## Exercise instructions
What you print must match the data line for line.

--- START ---

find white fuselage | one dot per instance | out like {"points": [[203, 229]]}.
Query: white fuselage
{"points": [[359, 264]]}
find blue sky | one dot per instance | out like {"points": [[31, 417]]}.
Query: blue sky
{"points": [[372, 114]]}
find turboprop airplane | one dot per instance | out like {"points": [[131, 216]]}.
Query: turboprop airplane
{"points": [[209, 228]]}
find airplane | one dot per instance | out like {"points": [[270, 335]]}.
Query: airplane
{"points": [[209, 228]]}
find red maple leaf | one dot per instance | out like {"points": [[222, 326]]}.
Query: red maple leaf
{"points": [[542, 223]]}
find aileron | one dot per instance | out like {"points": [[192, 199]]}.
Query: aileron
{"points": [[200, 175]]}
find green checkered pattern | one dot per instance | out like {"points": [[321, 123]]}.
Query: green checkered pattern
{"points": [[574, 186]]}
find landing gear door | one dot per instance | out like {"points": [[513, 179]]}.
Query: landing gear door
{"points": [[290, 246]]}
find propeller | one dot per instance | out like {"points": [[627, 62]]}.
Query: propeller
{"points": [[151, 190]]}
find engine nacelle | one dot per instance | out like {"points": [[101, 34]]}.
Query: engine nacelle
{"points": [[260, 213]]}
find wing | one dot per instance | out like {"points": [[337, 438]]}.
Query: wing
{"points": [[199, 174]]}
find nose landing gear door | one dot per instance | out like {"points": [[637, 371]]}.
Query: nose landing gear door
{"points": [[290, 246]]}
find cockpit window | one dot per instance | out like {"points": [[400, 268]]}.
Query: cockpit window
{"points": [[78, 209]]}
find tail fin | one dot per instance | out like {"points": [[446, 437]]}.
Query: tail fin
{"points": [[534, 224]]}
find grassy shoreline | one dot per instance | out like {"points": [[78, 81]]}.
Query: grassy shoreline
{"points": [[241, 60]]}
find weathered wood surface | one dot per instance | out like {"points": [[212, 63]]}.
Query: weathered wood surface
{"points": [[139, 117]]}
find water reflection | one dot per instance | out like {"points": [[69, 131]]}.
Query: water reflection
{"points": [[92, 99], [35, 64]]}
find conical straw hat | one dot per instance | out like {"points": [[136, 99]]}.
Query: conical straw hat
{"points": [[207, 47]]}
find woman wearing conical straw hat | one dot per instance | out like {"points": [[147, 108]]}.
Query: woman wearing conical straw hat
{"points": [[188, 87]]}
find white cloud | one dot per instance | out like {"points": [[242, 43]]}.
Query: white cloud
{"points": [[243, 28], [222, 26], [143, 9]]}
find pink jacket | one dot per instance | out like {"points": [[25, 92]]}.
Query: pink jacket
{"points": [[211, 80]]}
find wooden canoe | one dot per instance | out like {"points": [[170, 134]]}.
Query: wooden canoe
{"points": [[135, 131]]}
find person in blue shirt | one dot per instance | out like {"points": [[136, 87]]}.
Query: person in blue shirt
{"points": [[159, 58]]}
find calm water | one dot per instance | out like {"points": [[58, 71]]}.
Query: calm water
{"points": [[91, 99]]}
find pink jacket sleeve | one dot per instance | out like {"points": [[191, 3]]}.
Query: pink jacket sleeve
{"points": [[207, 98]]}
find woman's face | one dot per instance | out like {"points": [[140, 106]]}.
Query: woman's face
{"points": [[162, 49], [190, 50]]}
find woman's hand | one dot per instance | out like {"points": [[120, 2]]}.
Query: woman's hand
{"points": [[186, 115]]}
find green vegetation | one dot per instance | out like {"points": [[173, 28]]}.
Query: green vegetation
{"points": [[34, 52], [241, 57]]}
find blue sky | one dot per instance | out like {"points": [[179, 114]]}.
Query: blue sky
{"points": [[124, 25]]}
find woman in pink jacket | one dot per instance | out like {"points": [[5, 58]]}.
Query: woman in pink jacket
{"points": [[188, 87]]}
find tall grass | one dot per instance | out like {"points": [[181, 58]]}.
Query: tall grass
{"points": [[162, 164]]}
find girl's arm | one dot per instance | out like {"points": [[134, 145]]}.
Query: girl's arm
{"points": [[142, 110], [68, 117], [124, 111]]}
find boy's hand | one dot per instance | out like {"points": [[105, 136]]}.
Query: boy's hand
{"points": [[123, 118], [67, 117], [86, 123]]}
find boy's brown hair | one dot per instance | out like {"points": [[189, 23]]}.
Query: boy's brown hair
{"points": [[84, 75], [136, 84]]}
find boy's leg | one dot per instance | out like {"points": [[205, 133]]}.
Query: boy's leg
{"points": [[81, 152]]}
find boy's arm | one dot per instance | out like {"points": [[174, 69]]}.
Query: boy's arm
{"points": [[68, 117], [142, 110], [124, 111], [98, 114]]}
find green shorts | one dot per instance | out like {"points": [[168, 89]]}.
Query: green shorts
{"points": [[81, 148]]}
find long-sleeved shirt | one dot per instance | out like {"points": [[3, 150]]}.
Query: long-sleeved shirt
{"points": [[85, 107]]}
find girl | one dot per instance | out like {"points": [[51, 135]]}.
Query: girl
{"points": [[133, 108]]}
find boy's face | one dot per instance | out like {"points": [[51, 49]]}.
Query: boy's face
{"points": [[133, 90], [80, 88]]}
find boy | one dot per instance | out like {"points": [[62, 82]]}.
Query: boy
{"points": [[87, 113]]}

--- END ---

## Expected answer
find white fuselage | one dot per instance | out like {"points": [[203, 229]]}.
Query: white fuselage
{"points": [[359, 264]]}
find blue sky | one dot per instance | out like {"points": [[31, 417]]}.
Query: blue sky
{"points": [[372, 114]]}
find turboprop airplane | one dot per instance | out like {"points": [[131, 216]]}.
Query: turboprop airplane
{"points": [[209, 228]]}
find airplane | one dot per instance | out like {"points": [[270, 335]]}.
Query: airplane
{"points": [[209, 228]]}
find red maple leaf | one dot per instance | out like {"points": [[222, 326]]}.
Query: red maple leaf
{"points": [[542, 223]]}
find aileron | one dot per instance | out like {"points": [[192, 199]]}.
Query: aileron
{"points": [[200, 175]]}
find green checkered pattern | one dot per instance | out like {"points": [[321, 123]]}.
Query: green checkered pattern
{"points": [[574, 186]]}
find landing gear door | one dot per instance | out like {"points": [[513, 179]]}.
Query: landing gear door
{"points": [[290, 246]]}
find propeller | one dot per instance | out like {"points": [[627, 62]]}.
Query: propeller
{"points": [[151, 190]]}
find engine nacelle | one dot per instance | out like {"points": [[101, 34]]}.
Query: engine nacelle
{"points": [[260, 213]]}
find wing | one dot per instance | out like {"points": [[337, 438]]}.
Query: wing
{"points": [[199, 174]]}
find nose landing gear door | one dot per instance | out like {"points": [[637, 371]]}.
Query: nose landing gear door
{"points": [[290, 246]]}
find cockpit window | one dot per instance | out like {"points": [[400, 268]]}.
Query: cockpit window
{"points": [[78, 209]]}
find tail fin | one dot per instance | out like {"points": [[446, 437]]}.
Query: tail fin
{"points": [[534, 224]]}
find grassy shoreline | one dot per instance | out like {"points": [[78, 81]]}.
Query: grassy shoreline
{"points": [[241, 60]]}
find weathered wood surface | one dot per instance | out like {"points": [[212, 63]]}.
Query: weathered wood surface
{"points": [[139, 117]]}
find water reflection | one dot per instance | out like {"points": [[69, 131]]}.
Query: water reflection
{"points": [[92, 99], [35, 64]]}
find conical straw hat | one dot per instance | out like {"points": [[136, 99]]}.
Query: conical straw hat
{"points": [[207, 47]]}
find woman wearing conical straw hat | one dot per instance | out like {"points": [[147, 108]]}.
Query: woman wearing conical straw hat
{"points": [[188, 87]]}
find white cloud | one dot per instance | out like {"points": [[242, 43]]}.
Query: white cloud
{"points": [[243, 28], [222, 26], [143, 9]]}
find pink jacket | one dot per instance | out like {"points": [[25, 92]]}.
Query: pink jacket
{"points": [[211, 80]]}
find wooden canoe | one dot per instance | out like {"points": [[170, 134]]}.
Query: wooden canoe
{"points": [[135, 131]]}
find person in blue shirt | one dot per instance | out like {"points": [[136, 87]]}.
Query: person in blue shirt
{"points": [[159, 58]]}
find calm water | one dot per instance | out like {"points": [[58, 71]]}.
Query: calm water
{"points": [[91, 99]]}
find pink jacket sleeve | one dot per instance | out like {"points": [[191, 3]]}.
Query: pink jacket sleeve
{"points": [[207, 98]]}
find woman's face | one dot per instance | out like {"points": [[140, 106]]}.
Query: woman's face
{"points": [[162, 49], [190, 50]]}
find woman's hand | one dot per instance | out like {"points": [[120, 2]]}.
Query: woman's hand
{"points": [[186, 115]]}
find green vegetation | one dot per instance | out like {"points": [[173, 28]]}.
Query: green vegetation
{"points": [[34, 52], [241, 57]]}
find blue sky | one dot per instance | out like {"points": [[179, 114]]}.
Query: blue sky
{"points": [[124, 25]]}
find woman in pink jacket | one dot per instance | out like {"points": [[5, 58]]}.
Query: woman in pink jacket
{"points": [[188, 87]]}
find tall grass | one dot per instance | out like {"points": [[181, 58]]}.
Query: tall grass
{"points": [[162, 164]]}
find girl's arm | one dot per instance | out like {"points": [[134, 145]]}.
Query: girl's arm
{"points": [[142, 110], [68, 117], [124, 111]]}
find boy's hand | one dot per instance | out like {"points": [[105, 136]]}.
Query: boy's hand
{"points": [[123, 118], [67, 117], [86, 123]]}
find boy's brown hair | one dot per instance | out like {"points": [[189, 23]]}.
Query: boy's brown hair
{"points": [[84, 75], [136, 84]]}
find boy's leg | one dot per instance | out like {"points": [[205, 133]]}.
Query: boy's leg
{"points": [[81, 152]]}
find boy's arm | one dot per instance | out like {"points": [[174, 69]]}.
Query: boy's arm
{"points": [[68, 117], [142, 110], [124, 111], [98, 114]]}
find green shorts | one dot per instance | out like {"points": [[168, 89]]}.
Query: green shorts
{"points": [[81, 148]]}
find long-sleeved shirt | one dot per instance | out like {"points": [[3, 150]]}.
Query: long-sleeved shirt
{"points": [[85, 107]]}
find girl | one dot per instance | out like {"points": [[51, 135]]}.
Query: girl
{"points": [[133, 108]]}
find boy's face | one dot per instance | out like {"points": [[51, 49]]}.
Query: boy's face
{"points": [[133, 90], [80, 88]]}
find boy | one dot per instance | out like {"points": [[62, 82]]}.
Query: boy
{"points": [[87, 113]]}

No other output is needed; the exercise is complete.